## [Actions to take]
1. According to the book blurb, what three things does The Confessional blend? List them.
2. Rewrite the book blurb starting with "Synopses & Reviews" and going on through "gritty, fast-paced read.", using "broken leg" in place of "broken arm".

== Document excerpt

Synopses & Reviews
When longtime animosities between a Mexican and a white American student at a Texas high school finally flare into violence, one ends up in the hospital with a broken arm and a fractured ego. A few hours later, the other ends up dead. In the reverb, friends and enemies alike are left to grapple with loss, suspicion, and rapidly escalating racial tensions. Narrated with brutal candor by six boys — each with a very different take on the week's events— The Confessional blends murder mystery, contemporary politics, and high school drama to create a gritty, fast-paced read.

====
== Excerpted data

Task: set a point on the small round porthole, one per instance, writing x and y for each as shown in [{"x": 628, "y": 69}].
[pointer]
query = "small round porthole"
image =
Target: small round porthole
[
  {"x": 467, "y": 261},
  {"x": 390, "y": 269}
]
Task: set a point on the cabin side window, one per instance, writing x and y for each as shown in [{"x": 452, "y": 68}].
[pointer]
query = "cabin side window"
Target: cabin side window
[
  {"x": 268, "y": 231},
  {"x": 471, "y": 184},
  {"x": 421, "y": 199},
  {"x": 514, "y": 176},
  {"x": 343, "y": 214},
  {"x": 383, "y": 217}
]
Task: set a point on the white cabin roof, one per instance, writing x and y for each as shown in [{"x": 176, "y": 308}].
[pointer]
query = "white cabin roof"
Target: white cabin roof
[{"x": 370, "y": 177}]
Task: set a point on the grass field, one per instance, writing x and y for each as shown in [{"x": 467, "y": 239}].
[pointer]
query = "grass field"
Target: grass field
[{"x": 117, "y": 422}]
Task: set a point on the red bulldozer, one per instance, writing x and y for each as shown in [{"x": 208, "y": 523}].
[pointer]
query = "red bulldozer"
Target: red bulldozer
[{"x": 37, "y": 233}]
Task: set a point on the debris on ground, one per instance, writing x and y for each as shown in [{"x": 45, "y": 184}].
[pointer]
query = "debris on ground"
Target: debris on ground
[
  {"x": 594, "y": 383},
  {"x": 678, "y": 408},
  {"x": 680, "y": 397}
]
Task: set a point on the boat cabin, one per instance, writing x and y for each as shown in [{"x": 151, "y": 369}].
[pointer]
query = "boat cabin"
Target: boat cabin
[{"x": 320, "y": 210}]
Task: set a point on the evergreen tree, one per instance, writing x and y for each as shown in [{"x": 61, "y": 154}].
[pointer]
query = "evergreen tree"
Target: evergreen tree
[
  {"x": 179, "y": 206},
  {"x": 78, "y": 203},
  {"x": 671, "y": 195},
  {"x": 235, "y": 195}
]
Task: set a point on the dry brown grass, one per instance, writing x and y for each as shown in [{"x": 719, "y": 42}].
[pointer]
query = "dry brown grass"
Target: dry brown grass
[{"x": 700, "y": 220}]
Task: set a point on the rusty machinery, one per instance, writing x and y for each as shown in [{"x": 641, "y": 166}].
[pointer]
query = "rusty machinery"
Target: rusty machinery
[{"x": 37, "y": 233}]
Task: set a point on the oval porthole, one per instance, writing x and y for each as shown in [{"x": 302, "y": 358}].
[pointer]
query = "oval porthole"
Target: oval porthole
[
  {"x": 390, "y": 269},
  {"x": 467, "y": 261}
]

====

## [Results of the tasks]
1. Murder mystery, contemporary politics, and high school drama.

2.
Synopses & Reviews
When longtime animosities between a Mexican and a white American student at a Texas high school finally flare into violence, one ends up in the hospital with a broken leg and a fractured ego. A few hours later, the other ends up dead. In the reverb, friends and enemies alike are left to grapple with loss, suspicion, and rapidly escalating racial tensions. Narrated with brutal candor by six boys — each with a very different take on the week's events— The Confessional blends murder mystery, contemporary politics, and high school drama to create a gritty, fast-paced read.